▸ **SELECTED EXCERPT**:
Katanosins are a group of antibiotics (also known as lysobactins). They are natural products with strong antibacterial potency. So far,  katanosin A and katanosin B (lysobactin) have been described.

Sources
Katanosins have been isolated from the fermentation broth of  microorganisms, such as Cytophaga. or the  Gram-negative bacterium Lysobacter sp.

Structure
Katanosins are cyclic depsipeptides (acylcyclodepsipeptides). These non-proteinogenic structures are not regular proteins from primary metabolism. Rather, they originate from bacterial secondary metabolism. Accordingly, various non-proteinogenic (non-ribosomal) amino acids are found in katanosins, such as 3-hydroxyleucine, 3-hydroxyasparagine, allothreonine and 3-hydroxyphenylalanine. All katanosins have a cyclic and a linear segment (“lariat structure”). The peptidic ring is closed with an ester bond (lactone).

Katanosin A and B differ in the amino acid position 7. The minor metabolite katanosin A has a valine in this position, whereas the main metabolite katanosin B carries an isoleucine.

Biological activity
Katanosin antibiotics target the bacterial cell wall biosynthesis. They are highly potent against problematic Gram-positive hospital pathogens such as staphylococci and enterococci. Their promising biological activity attracted various biological and chemical research groups. Their in-vitro potency is comparable with the current “last defence” antibiotic vancomycin.

Chemical synthesis
The first total syntheses of katanosin B (lysobactin) have been described in 2007.

▸ **TASK 1**: In the katanosins text, which amino acid does katanosin B carry at position 7?
▸ **TASK 2**: List every non-proteinogenic amino acid that the katanosins text names as found in katanosins.

▸ **COLLECTED MATERIAL**:
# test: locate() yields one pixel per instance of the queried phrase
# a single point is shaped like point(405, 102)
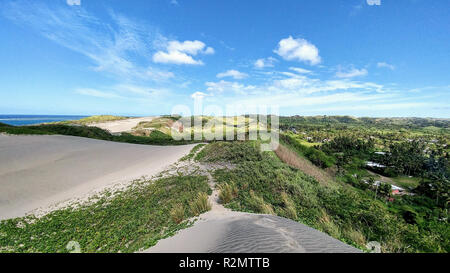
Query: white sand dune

▸ **TASK SOLUTION 1**: Isoleucine.

▸ **TASK SOLUTION 2**: 3-hydroxyleucine, 3-hydroxyasparagine, allothreonine, 3-hydroxyphenylalanine